(Records drawn from a dataset)
※

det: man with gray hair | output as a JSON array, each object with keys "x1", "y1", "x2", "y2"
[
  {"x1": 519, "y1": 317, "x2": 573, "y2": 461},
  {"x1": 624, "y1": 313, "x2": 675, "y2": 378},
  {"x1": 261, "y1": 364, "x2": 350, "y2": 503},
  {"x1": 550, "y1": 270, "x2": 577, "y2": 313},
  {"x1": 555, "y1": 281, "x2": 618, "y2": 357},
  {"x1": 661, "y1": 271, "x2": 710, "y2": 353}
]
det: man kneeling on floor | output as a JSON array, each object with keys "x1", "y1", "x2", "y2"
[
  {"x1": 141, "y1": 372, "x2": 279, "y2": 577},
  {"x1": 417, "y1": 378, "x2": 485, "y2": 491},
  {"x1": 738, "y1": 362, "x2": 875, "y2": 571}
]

※

• [Your instructions] Write the entries again, exactly as they stand.

• [Response]
det: man with gray hair | output as a JSON array, each object with keys "x1", "y1", "x2", "y2"
[
  {"x1": 519, "y1": 317, "x2": 573, "y2": 461},
  {"x1": 624, "y1": 313, "x2": 675, "y2": 378},
  {"x1": 261, "y1": 364, "x2": 350, "y2": 503},
  {"x1": 550, "y1": 270, "x2": 577, "y2": 313},
  {"x1": 555, "y1": 281, "x2": 618, "y2": 357},
  {"x1": 661, "y1": 271, "x2": 710, "y2": 353}
]
det: man kneeling on floor | output as a JSON array, each object with keys "x1", "y1", "x2", "y2"
[
  {"x1": 141, "y1": 372, "x2": 279, "y2": 577},
  {"x1": 417, "y1": 378, "x2": 485, "y2": 491},
  {"x1": 738, "y1": 362, "x2": 875, "y2": 571}
]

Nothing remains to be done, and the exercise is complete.